**TASK REQUIREMENTS**
Locate every line in the entries below that contains the string "street", and copy each such line. Matching is case-sensitive.

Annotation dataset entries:
Start

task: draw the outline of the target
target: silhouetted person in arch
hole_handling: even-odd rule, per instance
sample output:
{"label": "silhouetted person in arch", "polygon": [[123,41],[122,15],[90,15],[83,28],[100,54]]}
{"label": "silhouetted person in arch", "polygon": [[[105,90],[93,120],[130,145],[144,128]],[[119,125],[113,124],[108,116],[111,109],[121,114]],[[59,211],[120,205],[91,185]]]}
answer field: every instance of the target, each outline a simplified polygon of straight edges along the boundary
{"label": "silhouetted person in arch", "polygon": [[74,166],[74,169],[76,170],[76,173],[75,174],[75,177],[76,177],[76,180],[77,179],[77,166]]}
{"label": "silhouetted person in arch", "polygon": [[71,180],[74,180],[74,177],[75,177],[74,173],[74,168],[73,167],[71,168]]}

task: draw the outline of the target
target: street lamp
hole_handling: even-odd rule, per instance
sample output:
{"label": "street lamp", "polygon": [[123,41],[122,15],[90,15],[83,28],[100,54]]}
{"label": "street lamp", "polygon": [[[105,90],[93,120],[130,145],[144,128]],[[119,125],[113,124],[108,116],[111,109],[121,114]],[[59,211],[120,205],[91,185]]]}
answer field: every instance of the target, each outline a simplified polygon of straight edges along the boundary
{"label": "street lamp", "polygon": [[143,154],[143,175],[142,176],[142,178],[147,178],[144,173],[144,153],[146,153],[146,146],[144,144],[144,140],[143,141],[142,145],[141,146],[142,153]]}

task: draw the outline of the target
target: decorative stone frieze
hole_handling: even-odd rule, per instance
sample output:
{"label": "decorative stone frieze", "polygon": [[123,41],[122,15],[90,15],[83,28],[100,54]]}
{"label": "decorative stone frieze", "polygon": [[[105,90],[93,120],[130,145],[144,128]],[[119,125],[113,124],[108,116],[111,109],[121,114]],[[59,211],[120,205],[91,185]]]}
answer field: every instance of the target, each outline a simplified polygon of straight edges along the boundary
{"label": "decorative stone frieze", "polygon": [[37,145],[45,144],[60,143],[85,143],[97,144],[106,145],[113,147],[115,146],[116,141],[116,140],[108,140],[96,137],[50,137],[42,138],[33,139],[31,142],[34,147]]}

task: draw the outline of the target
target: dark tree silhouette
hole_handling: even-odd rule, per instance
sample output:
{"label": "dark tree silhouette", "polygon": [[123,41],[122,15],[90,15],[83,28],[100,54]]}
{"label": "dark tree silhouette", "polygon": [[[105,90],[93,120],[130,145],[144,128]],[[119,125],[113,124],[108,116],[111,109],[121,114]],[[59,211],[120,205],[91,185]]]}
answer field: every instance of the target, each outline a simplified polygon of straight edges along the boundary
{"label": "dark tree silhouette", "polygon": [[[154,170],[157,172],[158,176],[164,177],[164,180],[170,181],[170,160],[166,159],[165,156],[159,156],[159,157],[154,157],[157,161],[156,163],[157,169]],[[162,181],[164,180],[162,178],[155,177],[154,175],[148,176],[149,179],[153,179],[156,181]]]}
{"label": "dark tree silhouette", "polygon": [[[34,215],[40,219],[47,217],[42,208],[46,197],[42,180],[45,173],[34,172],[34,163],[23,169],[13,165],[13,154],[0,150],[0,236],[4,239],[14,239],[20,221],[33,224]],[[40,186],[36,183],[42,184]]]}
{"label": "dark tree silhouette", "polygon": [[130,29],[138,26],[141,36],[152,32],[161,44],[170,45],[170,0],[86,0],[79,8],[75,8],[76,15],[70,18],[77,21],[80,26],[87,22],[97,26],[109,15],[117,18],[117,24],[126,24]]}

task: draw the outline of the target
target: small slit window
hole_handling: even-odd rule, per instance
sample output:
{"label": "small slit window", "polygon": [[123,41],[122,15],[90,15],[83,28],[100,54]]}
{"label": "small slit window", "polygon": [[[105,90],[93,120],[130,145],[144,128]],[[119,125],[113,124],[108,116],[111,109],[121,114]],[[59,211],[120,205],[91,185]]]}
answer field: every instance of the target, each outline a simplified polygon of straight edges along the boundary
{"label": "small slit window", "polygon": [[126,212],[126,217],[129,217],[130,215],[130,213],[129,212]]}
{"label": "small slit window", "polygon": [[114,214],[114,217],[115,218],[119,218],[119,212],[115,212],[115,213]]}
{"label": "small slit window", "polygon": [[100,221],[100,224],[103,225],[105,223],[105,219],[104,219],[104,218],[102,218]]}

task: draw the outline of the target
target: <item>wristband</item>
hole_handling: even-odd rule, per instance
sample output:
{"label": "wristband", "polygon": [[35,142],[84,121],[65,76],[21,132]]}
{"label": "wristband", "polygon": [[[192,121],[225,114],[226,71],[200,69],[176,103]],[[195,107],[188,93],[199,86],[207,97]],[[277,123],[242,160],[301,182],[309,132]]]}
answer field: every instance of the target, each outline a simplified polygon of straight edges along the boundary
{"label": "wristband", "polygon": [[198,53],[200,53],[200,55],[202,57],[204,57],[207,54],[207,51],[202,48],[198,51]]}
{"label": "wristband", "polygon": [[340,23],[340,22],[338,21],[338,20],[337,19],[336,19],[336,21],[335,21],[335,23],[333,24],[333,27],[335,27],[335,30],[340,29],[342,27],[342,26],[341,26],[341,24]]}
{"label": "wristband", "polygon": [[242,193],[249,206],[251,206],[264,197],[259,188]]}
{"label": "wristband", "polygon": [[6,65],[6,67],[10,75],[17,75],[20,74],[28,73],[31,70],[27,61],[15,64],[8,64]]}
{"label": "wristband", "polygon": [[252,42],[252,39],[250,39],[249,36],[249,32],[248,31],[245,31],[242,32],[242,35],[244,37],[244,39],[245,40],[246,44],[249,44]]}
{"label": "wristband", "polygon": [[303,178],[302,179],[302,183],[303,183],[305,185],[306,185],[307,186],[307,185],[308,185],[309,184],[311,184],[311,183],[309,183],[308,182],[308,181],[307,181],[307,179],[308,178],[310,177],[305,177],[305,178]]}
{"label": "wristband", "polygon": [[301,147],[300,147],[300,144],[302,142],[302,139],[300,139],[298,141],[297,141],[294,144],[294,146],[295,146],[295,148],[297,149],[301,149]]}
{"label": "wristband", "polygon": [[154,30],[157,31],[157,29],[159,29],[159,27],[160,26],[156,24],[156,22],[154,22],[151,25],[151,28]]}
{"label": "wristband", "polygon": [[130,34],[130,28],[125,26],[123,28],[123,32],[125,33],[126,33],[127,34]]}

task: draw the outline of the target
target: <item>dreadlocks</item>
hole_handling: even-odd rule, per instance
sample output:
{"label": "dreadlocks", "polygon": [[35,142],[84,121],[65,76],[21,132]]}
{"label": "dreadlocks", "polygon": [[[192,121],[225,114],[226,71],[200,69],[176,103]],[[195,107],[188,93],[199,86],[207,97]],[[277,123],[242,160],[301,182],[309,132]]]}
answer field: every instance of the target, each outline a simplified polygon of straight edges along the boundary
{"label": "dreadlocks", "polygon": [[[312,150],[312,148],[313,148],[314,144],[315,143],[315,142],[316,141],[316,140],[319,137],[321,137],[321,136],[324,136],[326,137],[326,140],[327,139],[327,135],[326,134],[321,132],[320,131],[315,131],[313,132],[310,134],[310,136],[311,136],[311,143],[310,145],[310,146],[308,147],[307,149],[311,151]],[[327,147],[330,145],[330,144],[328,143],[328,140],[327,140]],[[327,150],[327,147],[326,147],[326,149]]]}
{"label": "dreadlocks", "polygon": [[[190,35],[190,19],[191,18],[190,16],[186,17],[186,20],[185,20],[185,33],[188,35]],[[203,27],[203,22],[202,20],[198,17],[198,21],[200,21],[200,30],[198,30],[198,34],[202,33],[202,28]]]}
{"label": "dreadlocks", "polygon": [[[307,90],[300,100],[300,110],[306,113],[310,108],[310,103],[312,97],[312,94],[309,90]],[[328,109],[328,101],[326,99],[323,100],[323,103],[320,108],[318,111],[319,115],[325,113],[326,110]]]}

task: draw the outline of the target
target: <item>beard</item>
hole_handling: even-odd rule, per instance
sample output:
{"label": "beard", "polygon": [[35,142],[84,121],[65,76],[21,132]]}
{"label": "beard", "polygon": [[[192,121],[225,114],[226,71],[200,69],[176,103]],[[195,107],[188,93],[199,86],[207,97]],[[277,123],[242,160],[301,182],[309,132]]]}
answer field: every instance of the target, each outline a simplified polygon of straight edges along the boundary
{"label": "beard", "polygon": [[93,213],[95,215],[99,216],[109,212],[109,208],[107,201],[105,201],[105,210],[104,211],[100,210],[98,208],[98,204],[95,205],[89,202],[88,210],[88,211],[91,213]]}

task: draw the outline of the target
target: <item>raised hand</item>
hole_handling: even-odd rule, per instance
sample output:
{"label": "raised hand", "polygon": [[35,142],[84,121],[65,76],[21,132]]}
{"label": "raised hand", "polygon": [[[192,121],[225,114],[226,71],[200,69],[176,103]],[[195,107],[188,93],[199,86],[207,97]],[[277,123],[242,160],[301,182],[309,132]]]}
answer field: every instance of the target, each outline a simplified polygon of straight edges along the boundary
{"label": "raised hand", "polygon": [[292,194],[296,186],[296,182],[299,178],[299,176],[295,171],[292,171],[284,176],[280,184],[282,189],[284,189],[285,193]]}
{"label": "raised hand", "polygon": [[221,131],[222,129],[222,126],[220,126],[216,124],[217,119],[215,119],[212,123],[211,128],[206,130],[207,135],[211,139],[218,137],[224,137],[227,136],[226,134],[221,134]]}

End

**IN RESPONSE**
target: street lamp
{"label": "street lamp", "polygon": [[123,41],[122,15],[90,15],[83,28],[100,54]]}
{"label": "street lamp", "polygon": [[[105,90],[93,120],[130,145],[144,128]],[[119,125],[113,124],[108,116],[111,109],[121,114]],[[59,211],[120,205],[91,185]]]}
{"label": "street lamp", "polygon": [[143,154],[143,175],[142,176],[142,178],[147,178],[144,173],[144,153],[146,153],[146,146],[144,144],[144,140],[143,141],[142,145],[141,146],[142,153]]}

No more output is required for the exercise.